- _Your goal_
A verbatim copy of every record is needed.

Dataset entries
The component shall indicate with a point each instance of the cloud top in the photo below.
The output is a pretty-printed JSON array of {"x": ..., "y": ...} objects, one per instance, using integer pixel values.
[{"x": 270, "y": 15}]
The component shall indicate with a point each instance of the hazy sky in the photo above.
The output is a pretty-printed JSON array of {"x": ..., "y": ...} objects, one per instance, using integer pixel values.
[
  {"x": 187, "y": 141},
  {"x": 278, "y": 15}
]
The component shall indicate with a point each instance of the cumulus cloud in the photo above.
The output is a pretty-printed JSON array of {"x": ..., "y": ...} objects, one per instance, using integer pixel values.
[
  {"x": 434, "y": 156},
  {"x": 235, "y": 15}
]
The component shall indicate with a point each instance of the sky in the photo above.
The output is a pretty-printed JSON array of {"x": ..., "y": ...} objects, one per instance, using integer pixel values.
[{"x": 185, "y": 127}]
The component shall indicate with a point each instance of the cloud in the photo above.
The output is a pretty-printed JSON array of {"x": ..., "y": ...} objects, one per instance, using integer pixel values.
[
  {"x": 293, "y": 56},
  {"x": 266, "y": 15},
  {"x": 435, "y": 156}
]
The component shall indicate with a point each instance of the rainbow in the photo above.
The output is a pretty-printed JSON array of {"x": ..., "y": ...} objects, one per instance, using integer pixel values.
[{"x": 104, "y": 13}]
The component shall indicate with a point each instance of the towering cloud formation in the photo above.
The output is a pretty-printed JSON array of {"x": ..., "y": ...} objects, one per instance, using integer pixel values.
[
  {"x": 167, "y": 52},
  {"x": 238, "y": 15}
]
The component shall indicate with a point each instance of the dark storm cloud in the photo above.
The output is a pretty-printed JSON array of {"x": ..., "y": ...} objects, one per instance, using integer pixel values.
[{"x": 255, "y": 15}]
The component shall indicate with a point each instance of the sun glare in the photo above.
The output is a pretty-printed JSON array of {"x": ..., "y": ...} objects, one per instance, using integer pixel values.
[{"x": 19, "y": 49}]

- _Expected output_
The component shall indicate with a point each instance of the cloud top in the photo below.
The output is a pretty-printed JSON array of {"x": ..., "y": ...} objects, one per instance, using integer pixel values.
[{"x": 270, "y": 15}]
The component shall indicate with a point each instance of the hazy sky in the photo above.
The output is a pretty-printed JSON array of {"x": ..., "y": ...} objects, one per instance, using integer pixel values.
[
  {"x": 187, "y": 141},
  {"x": 278, "y": 15}
]
The component shall indicate with a point each instance of the cumulus cloud in the photo above.
The output is a pretty-printed JSON array of {"x": ..., "y": ...} objects, one per instance, using integer pixel values.
[
  {"x": 434, "y": 156},
  {"x": 235, "y": 15}
]
The component shall indicate with a point each instance of the sky in the photo above.
The output is a pretty-printed JSON array of {"x": ..., "y": ...} objects, one per instance, using integer pixel values.
[{"x": 185, "y": 127}]
The component shall indicate with a point each instance of the cloud in the photo above.
The output is a pretty-printed JSON array of {"x": ..., "y": ...} objects, one per instance, using integer pixel values.
[
  {"x": 293, "y": 56},
  {"x": 266, "y": 15},
  {"x": 435, "y": 156}
]
The component shall indicate with a point each instance of the rainbow in the photo above.
The output is a pretty-printed JSON array of {"x": ..., "y": ...} objects, one per instance, using integer pixel values.
[{"x": 104, "y": 13}]
The component shall indicate with a point each instance of the towering cloud formation in the photo above.
The output is a pretty-printed JSON array of {"x": ..., "y": ...} objects, one per instance, using integer pixel values.
[
  {"x": 167, "y": 52},
  {"x": 238, "y": 15}
]
The component shall indicate with a point each instance of the dark storm cloud in the photo above.
The output is a pretty-printed JSON array of {"x": ..., "y": ...} objects, one per instance, using integer pixel values.
[{"x": 255, "y": 15}]
The component shall indicate with a point each instance of the sun glare in the photo above.
The output is a pretty-printed JSON array of {"x": ..., "y": ...} objects, one per instance, using integer pixel values.
[{"x": 19, "y": 49}]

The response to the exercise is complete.